◆ **Problems to work on**
a: Output the part of the mwait patch starting with "diff --git a/xen/arch/x86/acpi/cpu_idle.c" and going on through "sending an IPI.".
b: In one to three sentences, explain why the mwait patch removes the current mwait wakeup implementation instead of fixing it in place.
c: Resume the mwait patch from the point where it stops.

The consequence of the race is that we'll fail to IPI certain targets. Also,
there's no guarantee that mwait_idle_with_hints() will raise a TIMER_SOFTIRQ
on it's way out.
The fundamental bug is that the "in_mwait" variable needs to be in the
monitored line, and not in a separate cpuidle_mwait_flags variable, in order
to do this in a race-free way.
Arranging to fix this while keeping the old implementation is prohibitive, so
strip the current one out in order to implement the new one cleanly. In the
interim, this causes IPIs to be used unconditionally which is safe albeit
suboptimal.
Fixes: 3d521e933e1b ("cpuidle: mwait on softirq_pending & remove wakeup ipis")
Fixes: 1adb34ea846d ("CPUIDLE: re-implement mwait wakeup process")
Signed-off-by: Andrew Cooper <andrew.cooper3@citrix.com>
Reviewed-by: Roger Pau Monné <roger.pau@citrix.com>
---
CC: Jan Beulich <JBeulich@suse.com>
CC: Roger Pau Monné <roger.pau@citrix.com>
CC: Anthony PERARD <anthony.perard@vates.tech>
CC: Michal Orzel <michal.orzel@amd.com>
CC: Julien Grall <julien@xen.org>
CC: Stefano Stabellini <sstabellini@kernel.org>
---
xen/arch/x86/acpi/cpu_idle.c | 48 ++++--------------------------
xen/arch/x86/hpet.c | 2 --
xen/arch/x86/include/asm/hardirq.h | 9 +++---
xen/include/xen/cpuidle.h | 2 --
xen/include/xen/irq_cpustat.h | 1 -
5 files changed, 9 insertions(+), 53 deletions(-)
diff --git a/xen/arch/x86/acpi/cpu_idle.c b/xen/arch/x86/acpi/cpu_idle.c
index 6c3a10e6fb4e..141f0f0facf6 100644
--- a/xen/arch/x86/acpi/cpu_idle.c
+++ b/xen/arch/x86/acpi/cpu_idle.c
@@ -436,27 +436,6 @@ static int __init cf_check cpu_idle_key_init(void)
}
__initcall(cpu_idle_key_init);
-/*
- * The bit is set iff cpu use monitor/mwait to enter C state
- * with this flag set, CPU can be waken up from C state
- * by writing to specific memory address, instead of sending an IPI.
- */
-static cpumask_t cpuidle_mwait_flags;
-
-void cpuidle_wakeup_mwait(cpumask_t *mask)
-{
- cpumask_t target;
- unsigned int cpu;
-
- cpumask_and(&target, mask, &cpuidle_mwait_flags);
-
- /* CPU is MWAITing on the cpuidle_mwait_wakeup flag. */
- for_each_cpu(cpu, &target)

◆ **Source data**
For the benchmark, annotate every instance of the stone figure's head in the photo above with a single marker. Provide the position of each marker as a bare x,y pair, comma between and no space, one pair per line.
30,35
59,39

◆ **Written answers**
a:
diff --git a/xen/arch/x86/acpi/cpu_idle.c b/xen/arch/x86/acpi/cpu_idle.c
index 6c3a10e6fb4e..141f0f0facf6 100644
--- a/xen/arch/x86/acpi/cpu_idle.c
+++ b/xen/arch/x86/acpi/cpu_idle.c
@@ -436,27 +436,6 @@ static int __init cf_check cpu_idle_key_init(void)
}
__initcall(cpu_idle_key_init);
-/*
- * The bit is set iff cpu use monitor/mwait to enter C state
- * with this flag set, CPU can be waken up from C state
- * by writing to specific memory address, instead of sending an IPI.

b: Fixing the race while keeping the old implementation is prohibitive, so the patch strips the current one out so the new one can be implemented cleanly. In the meantime, IPIs are used unconditionally, which is safe but suboptimal.

c:
- mwait_wakeup(cpu) = 0;
-
- cpumask_andnot(mask, mask, &target);
-}
-
/* Force sending of a wakeup IPI regardless of mwait usage. */
bool __ro_after_init force_mwait_ipi_wakeup;
@@ -465,42 +444,25 @@ bool arch_skip_send_event_check(unsigned int cpu)
if ( force_mwait_ipi_wakeup )
return false;
- /*
- * This relies on softirq_pending() and mwait_wakeup() to access data
- * on the same cache line.
- */
- smp_mb();
- return !!cpumask_test_cpu(cpu, &cpuidle_mwait_flags);
+ return false;
}
void mwait_idle_with_hints(unsigned int eax, unsigned int ecx)
{
unsigned int cpu = smp_processor_id();
- s_time_t expires = per_cpu(timer_deadline, cpu);
- const void *monitor_addr = &mwait_wakeup(cpu);
+ const unsigned int *this_softirq_pending = &softirq_pending(cpu);
- monitor(monitor_addr, 0, 0);
+ monitor(this_softirq_pending, 0, 0);
smp_mb();
- /*
- * Timer deadline passing is the event on which we will be woken via
- * cpuidle_mwait_wakeup. So check it now that the location is armed.
- */
- if ( (expires > NOW() || expires == 0) && !softirq_pending(cpu) )
+ if ( !*this_softirq_pending )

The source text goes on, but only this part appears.